* The request
Rewrite the records, starting with the line that contains "label: white trim" and going on through the end of the records, keeping every line. Shift each bounding-box coordinate in the answers by -48.
## Begin Task inputs
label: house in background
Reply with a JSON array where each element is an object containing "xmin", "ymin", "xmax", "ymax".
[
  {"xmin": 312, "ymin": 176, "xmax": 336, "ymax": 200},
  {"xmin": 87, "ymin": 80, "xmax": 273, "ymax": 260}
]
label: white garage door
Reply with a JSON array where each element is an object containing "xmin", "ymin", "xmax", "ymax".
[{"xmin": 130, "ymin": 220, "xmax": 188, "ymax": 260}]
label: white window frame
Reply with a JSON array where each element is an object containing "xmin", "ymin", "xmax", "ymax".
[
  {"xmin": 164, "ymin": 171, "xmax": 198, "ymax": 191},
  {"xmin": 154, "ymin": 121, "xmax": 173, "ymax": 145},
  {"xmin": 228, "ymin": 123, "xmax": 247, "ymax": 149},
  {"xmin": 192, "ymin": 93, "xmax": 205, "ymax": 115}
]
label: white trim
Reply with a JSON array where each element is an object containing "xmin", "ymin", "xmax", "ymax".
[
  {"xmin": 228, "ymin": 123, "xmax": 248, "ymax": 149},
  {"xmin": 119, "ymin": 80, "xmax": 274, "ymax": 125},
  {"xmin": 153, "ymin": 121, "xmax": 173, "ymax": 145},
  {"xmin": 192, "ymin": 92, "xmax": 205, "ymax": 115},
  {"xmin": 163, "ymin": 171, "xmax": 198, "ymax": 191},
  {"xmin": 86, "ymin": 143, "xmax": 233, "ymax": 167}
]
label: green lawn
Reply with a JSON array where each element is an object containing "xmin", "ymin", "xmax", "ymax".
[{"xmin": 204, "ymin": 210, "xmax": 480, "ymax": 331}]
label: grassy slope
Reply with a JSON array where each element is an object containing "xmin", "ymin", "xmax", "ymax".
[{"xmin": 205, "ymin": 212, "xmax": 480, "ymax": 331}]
## End Task inputs
* Result for this exercise
label: white trim
Reply with a JSON array where each element is an object containing "xmin", "ymin", "xmax", "ymax".
[
  {"xmin": 180, "ymin": 75, "xmax": 200, "ymax": 101},
  {"xmin": 71, "ymin": 32, "xmax": 226, "ymax": 77},
  {"xmin": 105, "ymin": 73, "xmax": 125, "ymax": 97},
  {"xmin": 144, "ymin": 44, "xmax": 157, "ymax": 67},
  {"xmin": 115, "ymin": 123, "xmax": 150, "ymax": 143},
  {"xmin": 38, "ymin": 95, "xmax": 185, "ymax": 119}
]
label: green lawn
Reply with a JSON array where each element is an object containing "xmin", "ymin", "xmax", "ymax".
[{"xmin": 156, "ymin": 162, "xmax": 432, "ymax": 283}]
label: grassy slope
Reply with a JSON array where each element is an object containing "xmin", "ymin", "xmax", "ymax".
[{"xmin": 157, "ymin": 164, "xmax": 432, "ymax": 283}]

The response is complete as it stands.